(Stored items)
···

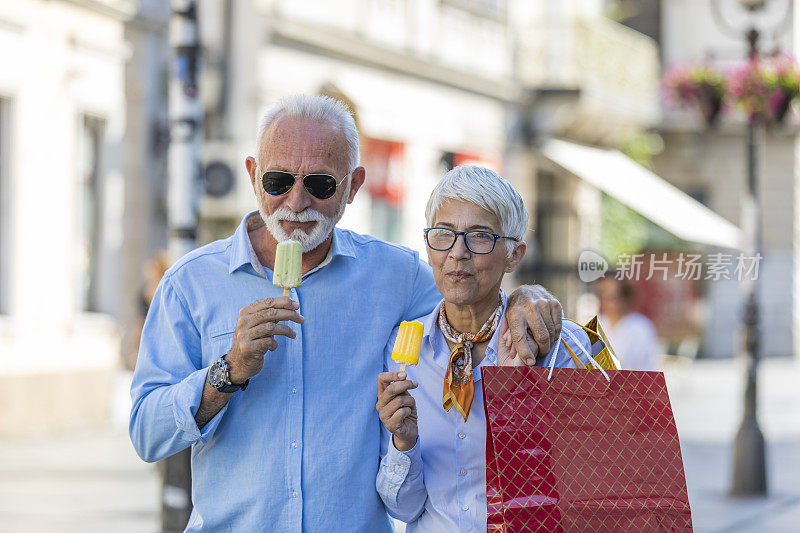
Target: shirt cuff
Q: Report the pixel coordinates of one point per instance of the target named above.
(400, 466)
(185, 404)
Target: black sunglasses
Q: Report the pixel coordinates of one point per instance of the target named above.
(477, 241)
(279, 182)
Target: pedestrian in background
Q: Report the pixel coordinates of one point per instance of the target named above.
(632, 334)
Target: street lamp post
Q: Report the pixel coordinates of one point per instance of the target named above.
(749, 462)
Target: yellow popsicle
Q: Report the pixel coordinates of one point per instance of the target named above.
(408, 343)
(288, 265)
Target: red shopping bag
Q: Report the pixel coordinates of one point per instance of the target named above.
(580, 453)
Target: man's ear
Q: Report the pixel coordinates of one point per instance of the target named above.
(516, 256)
(251, 165)
(356, 181)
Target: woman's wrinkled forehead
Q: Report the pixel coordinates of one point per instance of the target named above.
(460, 214)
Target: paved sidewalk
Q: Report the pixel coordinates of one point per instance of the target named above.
(88, 482)
(93, 481)
(707, 399)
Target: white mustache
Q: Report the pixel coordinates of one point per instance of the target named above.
(307, 215)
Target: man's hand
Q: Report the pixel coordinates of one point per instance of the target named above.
(397, 408)
(534, 322)
(255, 335)
(506, 354)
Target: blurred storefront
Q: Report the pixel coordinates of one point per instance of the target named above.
(62, 200)
(510, 84)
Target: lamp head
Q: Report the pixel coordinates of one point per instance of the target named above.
(753, 5)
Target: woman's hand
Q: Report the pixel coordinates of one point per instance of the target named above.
(397, 408)
(506, 354)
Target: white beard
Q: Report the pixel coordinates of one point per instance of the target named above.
(309, 241)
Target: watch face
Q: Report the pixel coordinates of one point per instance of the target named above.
(216, 376)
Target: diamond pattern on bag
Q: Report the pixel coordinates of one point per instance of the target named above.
(580, 454)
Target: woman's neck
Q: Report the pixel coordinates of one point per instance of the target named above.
(471, 318)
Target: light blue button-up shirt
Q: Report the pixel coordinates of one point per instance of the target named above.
(299, 449)
(439, 486)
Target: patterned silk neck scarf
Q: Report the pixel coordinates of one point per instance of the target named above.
(459, 389)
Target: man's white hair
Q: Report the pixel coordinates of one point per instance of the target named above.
(315, 107)
(488, 190)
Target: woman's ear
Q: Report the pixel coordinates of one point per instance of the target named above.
(516, 256)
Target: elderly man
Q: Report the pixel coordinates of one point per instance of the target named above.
(289, 441)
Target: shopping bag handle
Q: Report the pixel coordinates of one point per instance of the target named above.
(600, 335)
(580, 346)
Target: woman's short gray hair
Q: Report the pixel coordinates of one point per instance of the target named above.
(488, 190)
(315, 107)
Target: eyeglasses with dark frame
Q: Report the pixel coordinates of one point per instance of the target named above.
(476, 241)
(279, 182)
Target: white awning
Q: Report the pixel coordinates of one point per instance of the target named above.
(643, 191)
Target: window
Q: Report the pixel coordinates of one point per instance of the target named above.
(492, 8)
(5, 210)
(90, 189)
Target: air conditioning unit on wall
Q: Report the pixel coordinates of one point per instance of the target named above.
(222, 179)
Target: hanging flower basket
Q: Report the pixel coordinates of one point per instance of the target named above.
(697, 87)
(764, 90)
(783, 81)
(749, 88)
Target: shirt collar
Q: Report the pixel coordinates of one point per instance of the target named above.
(242, 252)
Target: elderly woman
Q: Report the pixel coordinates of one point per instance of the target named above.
(433, 460)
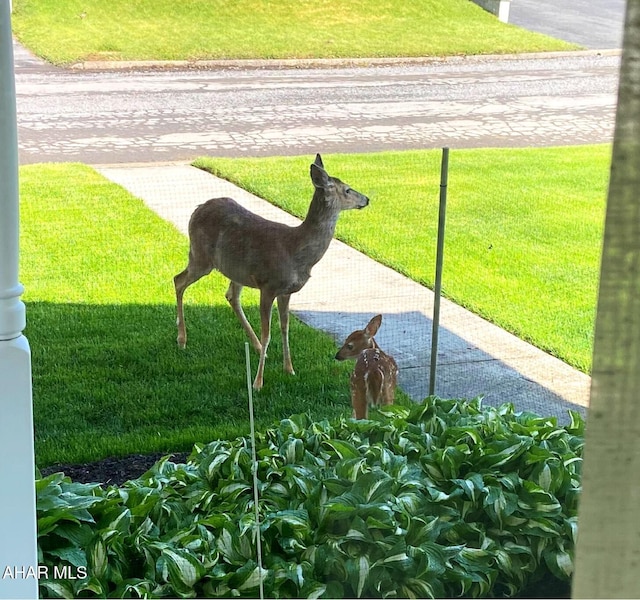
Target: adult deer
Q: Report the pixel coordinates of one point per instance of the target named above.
(374, 379)
(255, 252)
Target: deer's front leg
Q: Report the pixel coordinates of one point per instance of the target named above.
(283, 311)
(233, 297)
(266, 304)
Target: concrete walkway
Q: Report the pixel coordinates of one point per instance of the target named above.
(347, 288)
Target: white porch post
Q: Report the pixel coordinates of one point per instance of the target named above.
(18, 548)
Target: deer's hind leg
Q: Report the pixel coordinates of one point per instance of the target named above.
(233, 297)
(182, 281)
(283, 311)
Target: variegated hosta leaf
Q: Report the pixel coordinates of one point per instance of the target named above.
(440, 499)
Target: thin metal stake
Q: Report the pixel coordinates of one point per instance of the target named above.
(255, 469)
(444, 174)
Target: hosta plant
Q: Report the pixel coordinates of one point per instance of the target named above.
(441, 499)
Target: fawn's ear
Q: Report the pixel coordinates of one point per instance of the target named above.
(319, 176)
(373, 326)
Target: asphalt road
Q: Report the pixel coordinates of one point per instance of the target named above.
(107, 117)
(122, 117)
(594, 24)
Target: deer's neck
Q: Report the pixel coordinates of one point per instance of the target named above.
(317, 229)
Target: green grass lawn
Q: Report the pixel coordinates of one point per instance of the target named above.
(524, 228)
(524, 231)
(67, 31)
(108, 376)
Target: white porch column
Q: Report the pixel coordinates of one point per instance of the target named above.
(18, 548)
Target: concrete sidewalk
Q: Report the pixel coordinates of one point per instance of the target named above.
(347, 288)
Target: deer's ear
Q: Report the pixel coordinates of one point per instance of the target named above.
(373, 325)
(319, 176)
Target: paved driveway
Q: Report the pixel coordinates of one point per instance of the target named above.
(594, 24)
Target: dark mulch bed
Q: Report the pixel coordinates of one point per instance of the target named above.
(112, 471)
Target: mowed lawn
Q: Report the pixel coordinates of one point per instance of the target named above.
(68, 31)
(522, 249)
(108, 377)
(524, 228)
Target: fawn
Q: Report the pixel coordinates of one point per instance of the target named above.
(375, 376)
(255, 252)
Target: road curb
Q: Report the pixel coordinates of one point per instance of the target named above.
(320, 63)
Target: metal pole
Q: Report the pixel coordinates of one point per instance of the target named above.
(18, 542)
(254, 458)
(444, 174)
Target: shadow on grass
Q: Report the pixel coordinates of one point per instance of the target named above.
(109, 380)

···

= Task to carry out =
Write out all of the items above word for word, leaving out the pictures.

= Completed exercise =
Target: shirt cuff
Q: Report the pixel coordinates of one point per instance of the target named above.
(400, 466)
(185, 404)
Target: black sunglasses
Q: Report the pixel coordinates of one point per instance of the target named above.
(477, 241)
(279, 182)
Target: pedestrian in background
Q: Report the pixel coordinates of one point per instance of the target named above.
(632, 334)
Target: street lamp post
Q: Report the pixel coordinates of one point per instance of the target named above.
(749, 462)
Target: yellow popsicle
Q: Report the pixel coordinates of one point per instance of the target named above.
(408, 343)
(288, 265)
Target: red shopping bag
Q: Report the pixel coordinates of one point per instance of the target named above.
(580, 453)
Target: man's ear
Q: Report the pixel coordinates of one point per instance of the target named above.
(516, 256)
(251, 165)
(356, 181)
Target: woman's wrinkled forehead
Q: Report the pixel coordinates of one point per instance of the target named above.
(460, 214)
Target: paved sidewalk
Q: Report the pixel coordinates of one point per instance of the target named above.
(88, 482)
(93, 481)
(707, 399)
Target: white mustache
Q: Report the pixel coordinates of one point per instance of the target named above.
(307, 215)
Target: man's hand
Q: Report the pixel coordinates of one point per instance of the target named above.
(397, 408)
(534, 322)
(255, 335)
(506, 354)
Target: blurred storefront
Q: Report the pixel coordinates of one point per instance of the target named above.
(62, 200)
(510, 84)
Target: lamp head
Q: Report the pixel coordinates of one point per instance of the target named above.
(753, 5)
Target: woman's hand
Q: Report the pixel coordinates of one point per instance of the target named above.
(397, 408)
(506, 354)
Target: white beard
Q: Report the pixel coordinates of one point per instance of the target named above.
(309, 241)
Target: watch face
Q: Report the pixel coordinates of one point per instance of the target named above.
(216, 376)
Target: diamond pattern on bag
Q: Report the pixel coordinates of one point per instance of the target named above.
(580, 454)
Target: woman's neck
Q: Report the pixel coordinates of one point per instance of the target named above.
(471, 318)
Target: light blue button-up shirt
Q: Report the pixel coordinates of one point per instance of the target named above.
(299, 449)
(439, 486)
Target: patterned silk neck scarf
Q: Report the pixel coordinates of one point per instance of the target named above.
(459, 389)
Target: man's white hair
Q: Report the pixel coordinates of one point per instance of the target named above.
(315, 107)
(488, 190)
Target: woman's ear
Q: Report the pixel coordinates of one point per instance of the target named above.
(516, 256)
Target: elderly man
Q: Report the pixel coordinates of one point per instance of the target named above.
(289, 441)
Target: shopping bag handle
Q: Report the pixel coordinates of one point per instance of the target named above.
(600, 335)
(580, 346)
Target: woman's short gray hair
Q: Report the pixel coordinates of one point per instance of the target named above.
(488, 190)
(315, 107)
Target: eyeglasses with dark frame
Q: Report the pixel coordinates of one point per instance of the target named above.
(476, 241)
(279, 182)
Target: white awning
Q: Report the pixel coordinates of one point per instance of the target named above.
(643, 191)
Target: window
Q: Report the pixel coordinates of one point per instance of the target named above.
(492, 8)
(5, 210)
(90, 189)
Target: air conditioning unit on wall
Q: Report the pixel coordinates of one point per instance of the target named above.
(222, 179)
Target: hanging flower basket
Q: Report the pixel coordinates of one point per instance of the target named above.
(697, 87)
(764, 90)
(783, 81)
(749, 88)
Target: shirt collar
Q: Report the pixel coordinates of one point per instance of the target named above.
(242, 252)
Target: elderly woman
Q: Report the pixel coordinates of one point per instance of the target named above.
(433, 460)
Target: adult deer
Q: Report the pixel coordinates of one point per instance of the target named above.
(374, 379)
(255, 252)
Target: deer's front leg
Q: Report the pixel coordinates of one point per instance of the target named above.
(283, 311)
(233, 297)
(266, 304)
Target: concrete walkway
Q: Report the pixel coordinates of one point per instance of the target named above.
(347, 288)
Target: white porch post
Q: Report the pixel coordinates of one point per instance of the target named above.
(18, 548)
Target: deer's hind leg
Q: Report the pixel coordinates of one point per instance of the target named above.
(233, 297)
(182, 281)
(283, 311)
Target: variegated hosta leaf
Q: Report the pixel coordinates of one point per instance of the target named above.
(440, 499)
Target: thin metal stake
Q: Report the pixel coordinates of one point per instance of the target named above.
(255, 469)
(444, 174)
Target: hosta plant
Q: Report the pixel coordinates of one point per instance of the target named above.
(441, 499)
Target: fawn's ear
Q: Report the pixel coordinates of one point per instance of the target named above.
(319, 176)
(373, 326)
Target: asphalt road
Q: Report the pixel coordinates of one point per instance of the target named above.
(107, 117)
(122, 117)
(594, 24)
Target: deer's neck
Q: Report the pixel coordinates of one point per instance of the target named above.
(317, 229)
Target: green grass lawn
Q: Report the pixel coordinates of one point per instance of the target named above.
(524, 228)
(524, 231)
(67, 31)
(108, 376)
Target: white porch column
Q: Report the pixel coordinates of one point per instance of the target named above.
(18, 548)
Target: concrete sidewalk
Q: Report the pixel coordinates of one point per instance of the target named above.
(347, 288)
Target: deer's ear
Q: Report the pixel coordinates of one point per instance of the target named above.
(373, 325)
(319, 176)
Target: paved driveway
Q: Report the pixel coordinates of one point per instance of the target named above.
(594, 24)
Target: dark mulch bed
Q: Report the pixel coordinates of one point per instance of the target named above.
(112, 471)
Target: mowed lawn
Q: Report the pixel coordinates of one point per instance of the target named above.
(68, 31)
(522, 249)
(108, 377)
(524, 228)
Target: fawn
Q: Report the pixel coordinates of one point per instance of the target named above.
(375, 376)
(255, 252)
Target: road curb
Q: Report the pixel coordinates of one point per instance of the target named above.
(320, 63)
Target: metal pole
Q: Report the pixel coordinates of one point per instance of the target named above.
(18, 542)
(254, 458)
(444, 174)
Target: shadow on grass
Q: Report the pixel coordinates of one point per instance of the target named above.
(109, 380)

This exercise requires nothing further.